* **Selected text**
— BEGIN —

Unit LCD display is used for displaying the message sent from the remote location. The LCD module (Fig. 5) displays alphanumeric, kana (Japanese characters) and symbols. It consists of 16 pins (8 data lines, 3 control lines, 2 power lines, 1 contrast line and 2 pins for back light LED connection). Data line and control line are connected to the microcontroller. The LCD display power rating is as stated below

Current (𝐼𝐷𝐷) (𝑉𝐷𝐷=5.0𝑣)………….1.0𝑚𝐴 − 3.0𝑚𝐴 𝑚𝑎𝑥 Range of 𝑉𝐷𝐷−𝑉0……………….1.5~5.25𝑉 𝑜𝑟 5.0±0.25

Fig. 4: 16×2 LCD display unit   

Alarm and Indicating Unit The alarm unit used is a buzzer which indicates when alcohol is detected. The buzzer used belongs to the PS series. The PS series are high-performance buzzers that employ Uni-morph piezoelectric elements and are designed for easy incorporation into various circuits. They have very low power consumption in comparison to electromagnetic units. It has a voltage requirement of 2V and is connected to pin 10 of the microcontroller. The standard resistor value of 220 Ω commercially available is closest to the computed value of 250 Ω, so a 220 Ω resistor was used to limit the current going through the LEDs.

— END —

* **Entries shown**
— BEGIN —

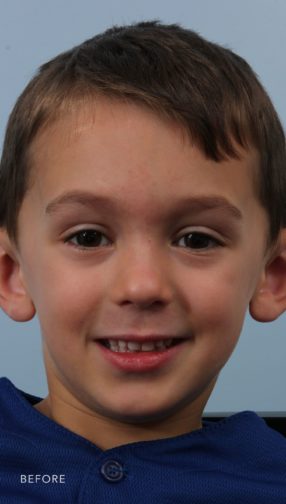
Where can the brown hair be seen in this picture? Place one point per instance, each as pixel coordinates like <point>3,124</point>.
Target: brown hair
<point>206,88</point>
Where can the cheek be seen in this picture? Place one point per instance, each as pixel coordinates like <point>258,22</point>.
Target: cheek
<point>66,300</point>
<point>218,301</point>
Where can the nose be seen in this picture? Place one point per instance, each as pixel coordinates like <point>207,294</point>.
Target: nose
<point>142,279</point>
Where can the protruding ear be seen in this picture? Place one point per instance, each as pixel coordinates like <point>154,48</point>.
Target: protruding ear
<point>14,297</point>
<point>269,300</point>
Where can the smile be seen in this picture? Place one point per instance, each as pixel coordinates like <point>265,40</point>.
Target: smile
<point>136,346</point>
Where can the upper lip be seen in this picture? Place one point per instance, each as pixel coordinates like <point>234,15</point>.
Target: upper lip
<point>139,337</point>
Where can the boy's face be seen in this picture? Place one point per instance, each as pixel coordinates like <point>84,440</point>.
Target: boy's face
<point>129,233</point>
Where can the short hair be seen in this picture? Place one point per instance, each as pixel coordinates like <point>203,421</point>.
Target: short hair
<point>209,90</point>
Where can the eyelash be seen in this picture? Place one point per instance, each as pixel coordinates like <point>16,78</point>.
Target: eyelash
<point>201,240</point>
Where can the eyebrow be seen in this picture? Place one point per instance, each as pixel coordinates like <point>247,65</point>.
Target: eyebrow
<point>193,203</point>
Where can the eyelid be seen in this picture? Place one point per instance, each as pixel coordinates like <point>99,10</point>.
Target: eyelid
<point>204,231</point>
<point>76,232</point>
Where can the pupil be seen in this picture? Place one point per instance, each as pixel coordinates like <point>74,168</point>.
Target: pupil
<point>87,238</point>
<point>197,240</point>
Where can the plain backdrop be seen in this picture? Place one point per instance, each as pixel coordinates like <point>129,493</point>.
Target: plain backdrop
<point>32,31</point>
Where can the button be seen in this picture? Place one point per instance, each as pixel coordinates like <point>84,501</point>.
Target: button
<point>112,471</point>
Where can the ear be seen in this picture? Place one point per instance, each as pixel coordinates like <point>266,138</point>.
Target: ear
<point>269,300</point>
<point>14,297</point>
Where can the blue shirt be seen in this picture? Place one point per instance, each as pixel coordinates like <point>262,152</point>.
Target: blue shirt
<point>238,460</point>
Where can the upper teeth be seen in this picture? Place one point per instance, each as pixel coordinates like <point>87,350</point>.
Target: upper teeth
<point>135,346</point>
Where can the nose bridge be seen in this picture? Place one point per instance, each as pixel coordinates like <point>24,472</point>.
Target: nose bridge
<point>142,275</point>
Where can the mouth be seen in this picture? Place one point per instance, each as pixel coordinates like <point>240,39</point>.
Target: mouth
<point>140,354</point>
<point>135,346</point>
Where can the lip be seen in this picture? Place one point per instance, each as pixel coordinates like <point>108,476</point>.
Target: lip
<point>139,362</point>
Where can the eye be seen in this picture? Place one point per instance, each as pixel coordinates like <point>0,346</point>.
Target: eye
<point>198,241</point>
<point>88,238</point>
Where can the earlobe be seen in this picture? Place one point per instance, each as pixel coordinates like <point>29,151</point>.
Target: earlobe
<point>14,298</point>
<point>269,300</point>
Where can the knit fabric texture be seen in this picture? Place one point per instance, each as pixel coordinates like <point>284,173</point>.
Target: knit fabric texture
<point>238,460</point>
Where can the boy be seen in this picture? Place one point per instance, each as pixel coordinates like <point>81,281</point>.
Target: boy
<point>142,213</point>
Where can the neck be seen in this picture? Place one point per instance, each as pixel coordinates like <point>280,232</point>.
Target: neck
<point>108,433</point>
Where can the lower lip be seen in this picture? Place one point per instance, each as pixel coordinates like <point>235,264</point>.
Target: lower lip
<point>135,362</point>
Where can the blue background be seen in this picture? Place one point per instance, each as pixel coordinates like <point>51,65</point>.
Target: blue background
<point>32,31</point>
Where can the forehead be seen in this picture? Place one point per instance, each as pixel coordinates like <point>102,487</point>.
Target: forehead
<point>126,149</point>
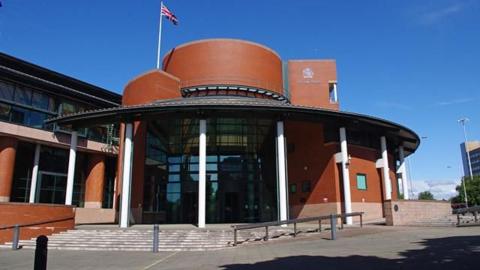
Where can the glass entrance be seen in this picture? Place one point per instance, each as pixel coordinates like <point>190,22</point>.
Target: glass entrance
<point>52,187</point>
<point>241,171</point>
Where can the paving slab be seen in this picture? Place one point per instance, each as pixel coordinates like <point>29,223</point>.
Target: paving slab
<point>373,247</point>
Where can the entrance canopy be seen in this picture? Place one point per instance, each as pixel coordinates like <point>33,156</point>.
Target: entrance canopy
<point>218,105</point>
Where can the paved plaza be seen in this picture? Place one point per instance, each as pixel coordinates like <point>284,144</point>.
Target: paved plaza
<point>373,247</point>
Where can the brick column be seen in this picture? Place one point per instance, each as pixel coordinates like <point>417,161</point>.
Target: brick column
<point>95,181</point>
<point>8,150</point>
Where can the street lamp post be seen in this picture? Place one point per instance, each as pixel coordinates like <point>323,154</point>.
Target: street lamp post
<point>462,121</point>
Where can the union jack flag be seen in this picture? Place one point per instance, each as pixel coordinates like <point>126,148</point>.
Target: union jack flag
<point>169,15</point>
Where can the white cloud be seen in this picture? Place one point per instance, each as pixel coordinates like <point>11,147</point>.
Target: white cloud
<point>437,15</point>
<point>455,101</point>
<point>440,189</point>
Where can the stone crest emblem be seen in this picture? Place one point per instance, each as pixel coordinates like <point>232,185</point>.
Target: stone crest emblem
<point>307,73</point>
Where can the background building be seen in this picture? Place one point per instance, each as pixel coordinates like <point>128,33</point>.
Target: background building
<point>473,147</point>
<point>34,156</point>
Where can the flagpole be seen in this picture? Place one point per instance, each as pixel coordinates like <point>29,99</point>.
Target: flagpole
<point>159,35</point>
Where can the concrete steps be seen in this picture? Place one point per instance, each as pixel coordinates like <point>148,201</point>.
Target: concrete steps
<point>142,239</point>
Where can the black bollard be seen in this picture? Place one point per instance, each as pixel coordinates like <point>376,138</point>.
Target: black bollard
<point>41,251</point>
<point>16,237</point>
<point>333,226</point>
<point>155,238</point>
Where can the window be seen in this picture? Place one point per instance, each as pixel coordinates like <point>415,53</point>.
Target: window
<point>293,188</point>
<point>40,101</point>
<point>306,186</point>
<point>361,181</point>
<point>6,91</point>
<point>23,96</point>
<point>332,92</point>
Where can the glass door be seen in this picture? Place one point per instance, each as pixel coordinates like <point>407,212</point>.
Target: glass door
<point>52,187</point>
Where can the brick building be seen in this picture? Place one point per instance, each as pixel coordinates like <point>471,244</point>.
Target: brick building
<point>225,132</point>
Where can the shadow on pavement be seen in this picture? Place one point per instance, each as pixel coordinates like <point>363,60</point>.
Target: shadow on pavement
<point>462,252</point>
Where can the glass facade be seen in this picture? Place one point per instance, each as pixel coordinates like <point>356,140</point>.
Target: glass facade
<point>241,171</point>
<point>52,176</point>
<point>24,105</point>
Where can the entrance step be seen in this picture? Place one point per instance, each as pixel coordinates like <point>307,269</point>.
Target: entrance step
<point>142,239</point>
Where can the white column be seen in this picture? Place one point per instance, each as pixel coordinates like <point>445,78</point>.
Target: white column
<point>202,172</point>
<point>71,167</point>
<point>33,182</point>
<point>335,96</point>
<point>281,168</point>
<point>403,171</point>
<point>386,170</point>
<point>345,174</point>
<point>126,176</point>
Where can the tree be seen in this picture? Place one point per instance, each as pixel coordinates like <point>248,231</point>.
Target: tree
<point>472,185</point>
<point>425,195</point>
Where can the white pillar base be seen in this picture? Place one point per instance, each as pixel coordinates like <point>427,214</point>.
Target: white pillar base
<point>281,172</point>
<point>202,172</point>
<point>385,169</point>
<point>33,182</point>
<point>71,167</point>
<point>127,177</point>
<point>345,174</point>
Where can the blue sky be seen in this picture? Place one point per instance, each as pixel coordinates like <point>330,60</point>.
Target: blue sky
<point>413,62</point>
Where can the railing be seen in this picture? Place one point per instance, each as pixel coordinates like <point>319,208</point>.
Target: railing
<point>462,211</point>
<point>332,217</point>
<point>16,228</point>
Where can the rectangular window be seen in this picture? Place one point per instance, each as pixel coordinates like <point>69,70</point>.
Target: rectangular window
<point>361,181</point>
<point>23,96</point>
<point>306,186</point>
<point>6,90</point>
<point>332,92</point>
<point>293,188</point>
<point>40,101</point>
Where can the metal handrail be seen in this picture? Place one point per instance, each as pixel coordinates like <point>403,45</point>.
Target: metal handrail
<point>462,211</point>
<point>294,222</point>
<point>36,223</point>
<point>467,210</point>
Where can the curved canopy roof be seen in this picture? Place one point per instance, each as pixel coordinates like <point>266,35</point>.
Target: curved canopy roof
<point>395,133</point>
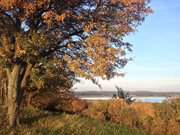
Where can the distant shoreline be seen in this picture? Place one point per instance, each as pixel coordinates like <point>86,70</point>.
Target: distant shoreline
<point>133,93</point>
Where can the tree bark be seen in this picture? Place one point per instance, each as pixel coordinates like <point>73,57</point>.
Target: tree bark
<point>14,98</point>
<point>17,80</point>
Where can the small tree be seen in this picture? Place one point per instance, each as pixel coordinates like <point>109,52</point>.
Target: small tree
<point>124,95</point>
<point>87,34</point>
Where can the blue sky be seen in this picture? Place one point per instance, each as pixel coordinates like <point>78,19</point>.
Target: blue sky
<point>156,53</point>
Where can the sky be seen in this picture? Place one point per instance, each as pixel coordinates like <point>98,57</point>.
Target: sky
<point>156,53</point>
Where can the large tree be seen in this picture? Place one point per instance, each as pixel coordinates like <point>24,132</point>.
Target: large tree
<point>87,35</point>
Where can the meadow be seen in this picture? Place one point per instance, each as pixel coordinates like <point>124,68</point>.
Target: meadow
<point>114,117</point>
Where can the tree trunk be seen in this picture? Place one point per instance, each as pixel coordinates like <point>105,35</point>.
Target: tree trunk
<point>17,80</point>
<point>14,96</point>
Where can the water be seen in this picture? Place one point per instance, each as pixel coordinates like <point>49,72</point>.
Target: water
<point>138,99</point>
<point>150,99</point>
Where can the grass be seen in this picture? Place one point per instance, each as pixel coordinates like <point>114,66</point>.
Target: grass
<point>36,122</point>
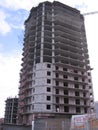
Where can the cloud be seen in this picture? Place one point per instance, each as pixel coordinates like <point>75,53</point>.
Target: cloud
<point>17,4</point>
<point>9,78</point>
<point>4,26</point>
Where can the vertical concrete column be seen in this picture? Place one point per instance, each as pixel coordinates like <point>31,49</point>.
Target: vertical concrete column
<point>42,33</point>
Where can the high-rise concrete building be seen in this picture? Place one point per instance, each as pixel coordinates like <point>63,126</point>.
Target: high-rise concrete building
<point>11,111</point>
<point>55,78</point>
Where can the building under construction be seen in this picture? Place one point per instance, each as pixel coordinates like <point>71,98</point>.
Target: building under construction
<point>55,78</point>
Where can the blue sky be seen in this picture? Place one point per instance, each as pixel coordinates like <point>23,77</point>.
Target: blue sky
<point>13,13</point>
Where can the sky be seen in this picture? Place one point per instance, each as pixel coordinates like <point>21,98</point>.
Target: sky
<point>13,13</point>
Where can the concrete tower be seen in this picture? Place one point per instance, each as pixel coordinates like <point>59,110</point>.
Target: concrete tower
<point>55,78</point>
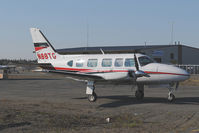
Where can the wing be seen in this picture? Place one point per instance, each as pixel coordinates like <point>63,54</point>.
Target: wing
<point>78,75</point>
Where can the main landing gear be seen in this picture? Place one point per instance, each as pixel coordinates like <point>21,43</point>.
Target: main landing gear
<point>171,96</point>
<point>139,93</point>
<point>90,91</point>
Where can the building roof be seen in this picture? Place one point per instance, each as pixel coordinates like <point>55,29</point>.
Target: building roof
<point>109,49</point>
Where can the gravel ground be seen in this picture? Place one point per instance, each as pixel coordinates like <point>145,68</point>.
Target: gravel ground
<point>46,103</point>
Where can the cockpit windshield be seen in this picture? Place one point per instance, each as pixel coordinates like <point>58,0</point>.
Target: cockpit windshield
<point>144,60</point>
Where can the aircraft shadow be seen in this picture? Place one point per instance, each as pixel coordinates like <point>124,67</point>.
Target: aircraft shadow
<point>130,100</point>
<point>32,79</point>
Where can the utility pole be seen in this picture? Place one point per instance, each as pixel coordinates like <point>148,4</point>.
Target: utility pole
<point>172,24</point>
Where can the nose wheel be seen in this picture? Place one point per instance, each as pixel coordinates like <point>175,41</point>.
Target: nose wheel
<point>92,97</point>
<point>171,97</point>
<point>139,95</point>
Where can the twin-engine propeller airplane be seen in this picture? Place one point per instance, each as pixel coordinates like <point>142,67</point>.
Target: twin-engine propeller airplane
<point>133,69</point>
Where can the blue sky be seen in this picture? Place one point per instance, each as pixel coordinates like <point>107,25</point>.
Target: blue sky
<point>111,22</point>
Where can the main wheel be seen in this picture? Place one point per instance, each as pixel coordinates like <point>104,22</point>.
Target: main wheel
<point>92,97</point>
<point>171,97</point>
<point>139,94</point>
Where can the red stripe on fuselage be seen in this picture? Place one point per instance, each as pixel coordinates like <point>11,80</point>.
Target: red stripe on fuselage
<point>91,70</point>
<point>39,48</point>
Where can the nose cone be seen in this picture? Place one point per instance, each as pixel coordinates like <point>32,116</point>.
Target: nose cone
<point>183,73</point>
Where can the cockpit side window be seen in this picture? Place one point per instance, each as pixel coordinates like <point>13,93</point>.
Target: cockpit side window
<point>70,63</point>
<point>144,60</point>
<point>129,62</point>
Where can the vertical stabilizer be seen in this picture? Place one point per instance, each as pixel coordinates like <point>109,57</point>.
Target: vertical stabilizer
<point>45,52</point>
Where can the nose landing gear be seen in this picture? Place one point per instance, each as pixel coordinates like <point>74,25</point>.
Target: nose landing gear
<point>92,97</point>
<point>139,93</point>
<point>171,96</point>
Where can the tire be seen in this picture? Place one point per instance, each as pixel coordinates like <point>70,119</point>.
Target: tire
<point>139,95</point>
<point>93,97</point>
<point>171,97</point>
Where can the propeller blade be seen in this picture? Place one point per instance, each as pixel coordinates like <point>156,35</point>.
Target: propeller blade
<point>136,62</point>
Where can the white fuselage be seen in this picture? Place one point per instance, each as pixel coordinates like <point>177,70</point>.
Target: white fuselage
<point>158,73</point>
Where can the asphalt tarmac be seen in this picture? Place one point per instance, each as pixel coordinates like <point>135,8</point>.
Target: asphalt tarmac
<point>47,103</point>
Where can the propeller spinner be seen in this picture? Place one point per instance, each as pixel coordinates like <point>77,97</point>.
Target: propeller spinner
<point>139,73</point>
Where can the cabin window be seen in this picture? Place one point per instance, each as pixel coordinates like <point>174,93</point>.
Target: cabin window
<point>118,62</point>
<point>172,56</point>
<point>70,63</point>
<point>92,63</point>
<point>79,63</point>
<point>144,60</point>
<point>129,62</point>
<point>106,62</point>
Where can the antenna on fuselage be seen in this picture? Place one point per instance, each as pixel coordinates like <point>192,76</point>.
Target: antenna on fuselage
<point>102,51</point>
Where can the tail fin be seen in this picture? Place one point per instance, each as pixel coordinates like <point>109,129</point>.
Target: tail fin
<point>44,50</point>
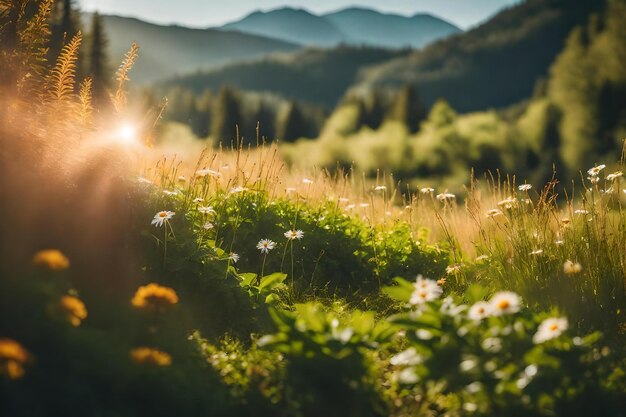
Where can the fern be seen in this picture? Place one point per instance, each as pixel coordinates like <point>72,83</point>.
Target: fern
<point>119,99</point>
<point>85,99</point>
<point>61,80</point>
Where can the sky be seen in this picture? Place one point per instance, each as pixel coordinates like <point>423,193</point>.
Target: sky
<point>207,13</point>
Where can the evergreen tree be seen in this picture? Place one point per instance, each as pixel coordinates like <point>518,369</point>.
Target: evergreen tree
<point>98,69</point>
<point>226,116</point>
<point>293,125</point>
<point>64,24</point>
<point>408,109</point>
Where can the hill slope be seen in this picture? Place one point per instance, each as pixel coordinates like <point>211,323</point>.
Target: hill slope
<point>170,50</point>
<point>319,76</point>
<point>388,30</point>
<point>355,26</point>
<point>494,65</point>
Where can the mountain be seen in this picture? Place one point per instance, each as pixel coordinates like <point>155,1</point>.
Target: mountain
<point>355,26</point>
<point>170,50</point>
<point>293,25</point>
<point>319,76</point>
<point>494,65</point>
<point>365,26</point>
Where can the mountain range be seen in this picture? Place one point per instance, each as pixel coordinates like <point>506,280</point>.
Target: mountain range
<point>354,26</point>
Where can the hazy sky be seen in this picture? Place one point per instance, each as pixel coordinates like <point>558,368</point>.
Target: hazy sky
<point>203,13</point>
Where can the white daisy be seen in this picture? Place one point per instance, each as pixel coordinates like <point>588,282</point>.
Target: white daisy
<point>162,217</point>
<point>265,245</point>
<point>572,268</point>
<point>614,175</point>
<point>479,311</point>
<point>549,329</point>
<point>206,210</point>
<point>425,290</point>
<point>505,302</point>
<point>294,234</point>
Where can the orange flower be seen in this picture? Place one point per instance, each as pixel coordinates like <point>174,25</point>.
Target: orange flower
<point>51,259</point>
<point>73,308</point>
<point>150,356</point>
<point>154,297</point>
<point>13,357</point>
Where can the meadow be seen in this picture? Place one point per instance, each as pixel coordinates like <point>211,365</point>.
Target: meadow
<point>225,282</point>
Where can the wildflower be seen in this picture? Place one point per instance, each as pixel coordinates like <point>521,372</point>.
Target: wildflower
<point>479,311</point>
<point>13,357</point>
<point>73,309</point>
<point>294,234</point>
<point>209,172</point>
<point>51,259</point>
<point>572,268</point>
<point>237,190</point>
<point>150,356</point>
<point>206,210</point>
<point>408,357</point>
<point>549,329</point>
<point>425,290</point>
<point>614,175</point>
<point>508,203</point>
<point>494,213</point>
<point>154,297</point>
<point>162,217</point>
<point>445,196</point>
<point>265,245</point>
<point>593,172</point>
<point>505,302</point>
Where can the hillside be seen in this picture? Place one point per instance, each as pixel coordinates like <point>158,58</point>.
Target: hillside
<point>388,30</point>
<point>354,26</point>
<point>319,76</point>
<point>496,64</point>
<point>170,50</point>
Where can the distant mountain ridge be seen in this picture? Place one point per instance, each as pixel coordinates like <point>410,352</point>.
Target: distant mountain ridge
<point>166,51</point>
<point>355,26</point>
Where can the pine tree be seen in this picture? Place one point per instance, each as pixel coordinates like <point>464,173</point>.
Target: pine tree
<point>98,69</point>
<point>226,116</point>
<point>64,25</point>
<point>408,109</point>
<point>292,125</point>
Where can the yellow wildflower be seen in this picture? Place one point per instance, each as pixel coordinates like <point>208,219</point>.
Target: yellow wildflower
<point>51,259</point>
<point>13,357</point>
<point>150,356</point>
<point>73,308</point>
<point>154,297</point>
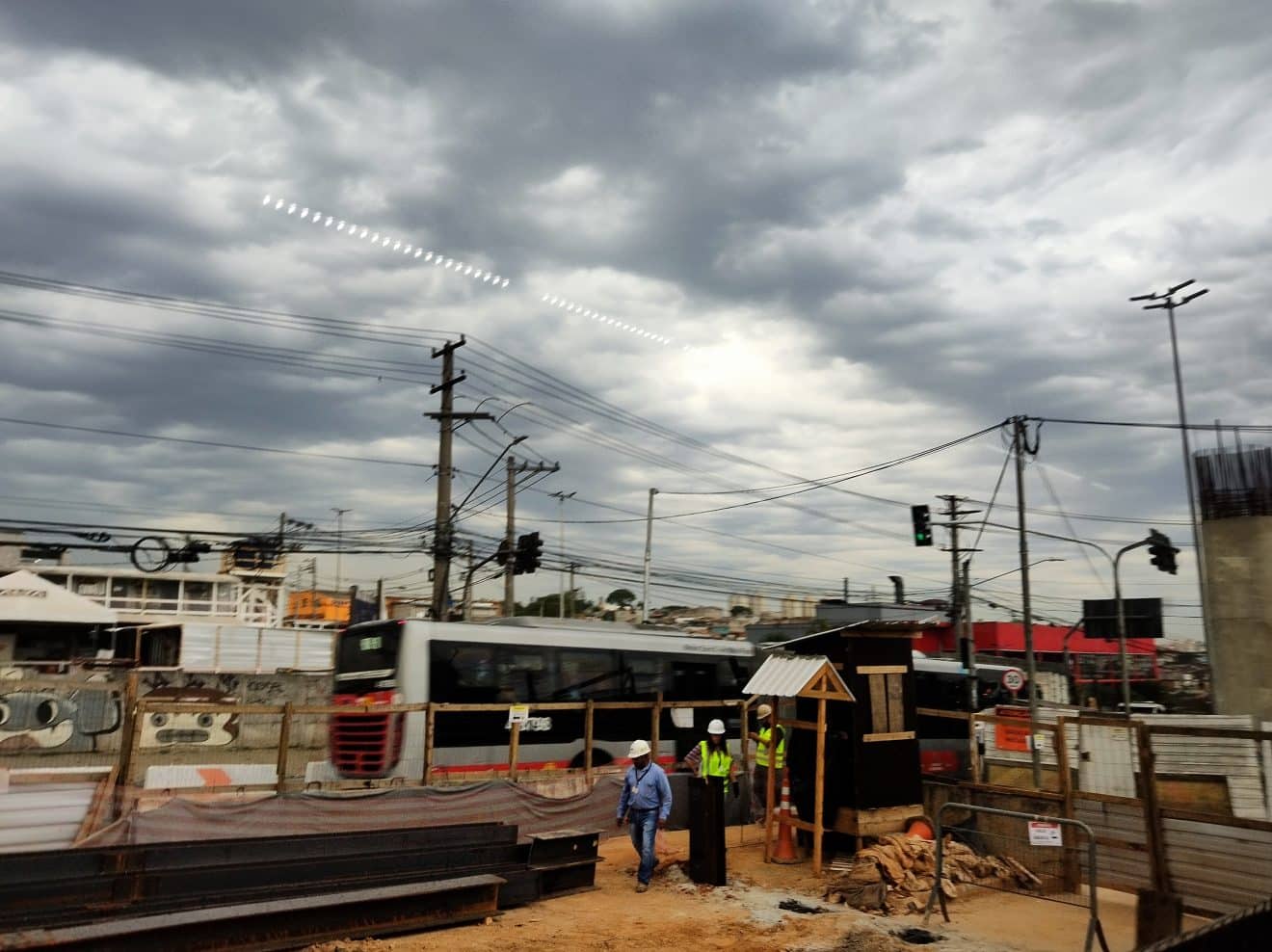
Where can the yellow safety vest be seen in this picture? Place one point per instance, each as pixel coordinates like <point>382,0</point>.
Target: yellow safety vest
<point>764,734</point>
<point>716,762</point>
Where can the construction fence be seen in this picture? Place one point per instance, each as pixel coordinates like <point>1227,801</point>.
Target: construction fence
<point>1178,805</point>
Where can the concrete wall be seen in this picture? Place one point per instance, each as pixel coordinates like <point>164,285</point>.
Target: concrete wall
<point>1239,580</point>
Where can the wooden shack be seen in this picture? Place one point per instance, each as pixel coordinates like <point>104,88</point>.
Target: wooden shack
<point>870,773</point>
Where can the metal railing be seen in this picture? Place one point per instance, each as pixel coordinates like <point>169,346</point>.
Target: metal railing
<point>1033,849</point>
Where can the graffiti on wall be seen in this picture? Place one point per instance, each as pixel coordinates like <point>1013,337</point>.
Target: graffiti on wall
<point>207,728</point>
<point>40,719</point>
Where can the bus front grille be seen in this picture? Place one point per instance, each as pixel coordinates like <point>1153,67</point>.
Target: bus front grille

— END —

* **Stated task A**
Revise the passage on the LCD and alarm units by giving everything from "Alarm and Indicating" down to "through the LEDs." again, with "high-performance" replaced by "high-efficiency".
* **Stated task B**
Extend the passage on the LCD and alarm units, picking up after its final sentence.
The material above stands apart from the passage on the LCD and alarm units.

* **Response A**
Alarm and Indicating Unit The alarm unit used is a buzzer which indicates when alcohol is detected. The buzzer used belongs to the PS series. The PS series are high-efficiency buzzers that employ Uni-morph piezoelectric elements and are designed for easy incorporation into various circuits. They have very low power consumption in comparison to electromagnetic units. It has a voltage requirement of 2V and is connected to pin 10 of the microcontroller. The standard resistor value of 220 Ω commercially available is closest to the computed value of 250 Ω, so a 220 Ω resistor was used to limit the current going through the LEDs.

* **Response B**
ATmega328 Microcontroller Unit

The proposed system is built around ATmega328 Arduino Uno microcontroller board.  The unit consists of 14 pins which allows inflow and outflow of feeding (it is possible to use 6 of those pins as Pulse Width Modulation signal outputs), 6 continuous signal with time changing quantity, 16 megahertz electronic oscillator, a Universal Serial Bus port, a power connector, an on-board voltage regulator, ICSP header, and a reset button. The Atmega328 has 32 KB flash memory, 2 KB SRAM and 1 KB EEPROM. 

Fig. 4: Arduino Uno ATmega328 microcontroller unit

DC Motor

The DC motor is an electric DC motor used to demonstrate the concept of engine locking. Here in this work, the DC motor will be connected to pin 9 on the microcontroller, when alcohol is detected the DC motor stops in other to indicate that alcohol is detected and continue running when there is no alcohol detected.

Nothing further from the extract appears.